Task to complete
Collect every line in the items below that contains the string "print", and copy each such line in full. Letter case matters.

*-*-*

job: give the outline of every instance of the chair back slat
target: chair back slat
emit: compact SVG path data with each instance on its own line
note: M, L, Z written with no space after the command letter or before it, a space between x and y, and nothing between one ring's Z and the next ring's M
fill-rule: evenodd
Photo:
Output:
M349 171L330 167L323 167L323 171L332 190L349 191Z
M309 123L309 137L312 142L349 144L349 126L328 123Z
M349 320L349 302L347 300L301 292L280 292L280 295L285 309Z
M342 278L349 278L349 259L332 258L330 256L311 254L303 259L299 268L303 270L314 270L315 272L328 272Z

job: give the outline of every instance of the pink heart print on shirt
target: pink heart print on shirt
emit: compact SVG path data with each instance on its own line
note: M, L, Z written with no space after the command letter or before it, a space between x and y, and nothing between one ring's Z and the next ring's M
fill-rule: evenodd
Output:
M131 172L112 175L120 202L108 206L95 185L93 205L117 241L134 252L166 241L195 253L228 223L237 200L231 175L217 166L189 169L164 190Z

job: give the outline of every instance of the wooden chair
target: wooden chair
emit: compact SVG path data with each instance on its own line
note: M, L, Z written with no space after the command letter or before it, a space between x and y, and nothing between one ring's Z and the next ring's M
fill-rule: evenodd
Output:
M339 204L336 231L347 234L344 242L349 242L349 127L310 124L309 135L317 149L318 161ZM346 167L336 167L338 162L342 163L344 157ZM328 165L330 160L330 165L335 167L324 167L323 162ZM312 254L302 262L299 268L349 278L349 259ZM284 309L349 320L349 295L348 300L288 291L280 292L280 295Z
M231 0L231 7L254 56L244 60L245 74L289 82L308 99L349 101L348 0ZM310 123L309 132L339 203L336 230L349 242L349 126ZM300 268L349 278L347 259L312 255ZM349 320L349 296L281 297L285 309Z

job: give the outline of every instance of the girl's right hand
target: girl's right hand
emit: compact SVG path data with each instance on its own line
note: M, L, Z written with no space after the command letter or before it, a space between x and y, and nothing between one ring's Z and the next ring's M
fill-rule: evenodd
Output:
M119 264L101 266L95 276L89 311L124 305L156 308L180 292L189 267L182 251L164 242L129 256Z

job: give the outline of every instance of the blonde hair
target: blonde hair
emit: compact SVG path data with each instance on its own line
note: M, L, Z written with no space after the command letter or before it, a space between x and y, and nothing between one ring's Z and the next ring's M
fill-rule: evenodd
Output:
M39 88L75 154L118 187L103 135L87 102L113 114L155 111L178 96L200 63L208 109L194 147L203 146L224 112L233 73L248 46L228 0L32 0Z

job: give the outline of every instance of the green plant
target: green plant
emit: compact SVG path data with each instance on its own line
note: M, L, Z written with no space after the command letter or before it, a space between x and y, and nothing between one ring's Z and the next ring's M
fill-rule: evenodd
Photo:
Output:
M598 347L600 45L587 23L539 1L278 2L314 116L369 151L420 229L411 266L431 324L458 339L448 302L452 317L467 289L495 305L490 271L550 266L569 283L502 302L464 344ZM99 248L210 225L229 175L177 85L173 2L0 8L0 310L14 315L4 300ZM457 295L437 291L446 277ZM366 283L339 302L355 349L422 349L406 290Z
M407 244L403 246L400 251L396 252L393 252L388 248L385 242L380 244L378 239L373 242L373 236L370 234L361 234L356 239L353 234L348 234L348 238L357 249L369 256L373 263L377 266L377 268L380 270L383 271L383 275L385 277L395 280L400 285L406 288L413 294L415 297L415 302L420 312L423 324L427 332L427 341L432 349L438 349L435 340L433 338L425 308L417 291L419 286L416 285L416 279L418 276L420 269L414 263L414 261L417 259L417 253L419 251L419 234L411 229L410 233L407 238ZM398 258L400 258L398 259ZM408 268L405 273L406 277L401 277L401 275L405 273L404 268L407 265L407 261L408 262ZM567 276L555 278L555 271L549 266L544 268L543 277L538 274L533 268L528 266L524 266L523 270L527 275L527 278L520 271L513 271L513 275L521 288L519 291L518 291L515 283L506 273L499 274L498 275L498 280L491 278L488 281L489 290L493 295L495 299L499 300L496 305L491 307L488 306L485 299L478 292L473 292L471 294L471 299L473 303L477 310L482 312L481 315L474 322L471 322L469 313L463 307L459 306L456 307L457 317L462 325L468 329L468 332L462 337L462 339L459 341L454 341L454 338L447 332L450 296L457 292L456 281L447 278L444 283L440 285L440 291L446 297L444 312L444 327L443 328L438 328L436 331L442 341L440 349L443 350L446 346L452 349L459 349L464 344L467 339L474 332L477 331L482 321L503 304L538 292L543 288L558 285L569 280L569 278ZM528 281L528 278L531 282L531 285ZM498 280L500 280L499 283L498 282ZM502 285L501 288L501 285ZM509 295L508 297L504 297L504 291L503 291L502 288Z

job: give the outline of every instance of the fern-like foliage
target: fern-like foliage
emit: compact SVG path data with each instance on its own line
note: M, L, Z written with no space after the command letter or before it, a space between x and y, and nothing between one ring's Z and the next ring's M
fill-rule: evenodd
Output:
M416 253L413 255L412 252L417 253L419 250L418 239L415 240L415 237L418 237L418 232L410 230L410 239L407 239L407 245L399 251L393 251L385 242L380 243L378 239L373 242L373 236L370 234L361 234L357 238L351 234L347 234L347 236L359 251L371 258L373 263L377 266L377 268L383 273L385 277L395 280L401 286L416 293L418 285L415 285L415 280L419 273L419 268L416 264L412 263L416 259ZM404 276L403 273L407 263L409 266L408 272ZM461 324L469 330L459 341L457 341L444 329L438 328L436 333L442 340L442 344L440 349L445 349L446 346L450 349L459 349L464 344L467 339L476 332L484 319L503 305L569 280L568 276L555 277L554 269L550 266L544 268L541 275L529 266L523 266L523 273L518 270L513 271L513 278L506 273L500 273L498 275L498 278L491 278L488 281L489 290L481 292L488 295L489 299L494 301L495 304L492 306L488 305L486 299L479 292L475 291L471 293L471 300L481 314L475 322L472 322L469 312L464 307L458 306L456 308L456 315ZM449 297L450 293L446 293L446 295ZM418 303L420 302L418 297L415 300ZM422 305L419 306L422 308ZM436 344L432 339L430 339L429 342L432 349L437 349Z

*-*-*

Response for this exercise
job: give the outline of every instance of the pink heart print on shirt
target: pink heart print on shirt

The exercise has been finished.